[Opening EXCERPTED DATA section]
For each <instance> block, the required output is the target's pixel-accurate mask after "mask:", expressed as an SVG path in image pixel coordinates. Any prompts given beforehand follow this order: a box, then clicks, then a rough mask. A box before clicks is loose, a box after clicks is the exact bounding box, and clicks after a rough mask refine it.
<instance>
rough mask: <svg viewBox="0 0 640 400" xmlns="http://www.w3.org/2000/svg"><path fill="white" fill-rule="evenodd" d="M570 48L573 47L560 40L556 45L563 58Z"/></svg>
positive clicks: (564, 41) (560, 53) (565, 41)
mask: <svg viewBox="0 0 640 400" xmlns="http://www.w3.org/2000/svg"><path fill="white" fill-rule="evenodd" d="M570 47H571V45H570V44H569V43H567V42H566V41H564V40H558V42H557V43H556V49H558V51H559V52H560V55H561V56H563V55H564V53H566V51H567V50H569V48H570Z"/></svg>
[Closing EXCERPTED DATA section]
- WORK TO BE COMPLETED
In the entries above, find each line with the word "instance" and show it.

- REPLY
For each <instance> block, the required output is the target's pixel-accurate mask after "mask:", expressed as an SVG path in image pixel coordinates. Any prompts given beforehand follow this order: a box, then clicks, then a rough mask. A box before clicks is loose, a box after clicks is the exact bounding box, and clicks after a rough mask refine it.
<instance>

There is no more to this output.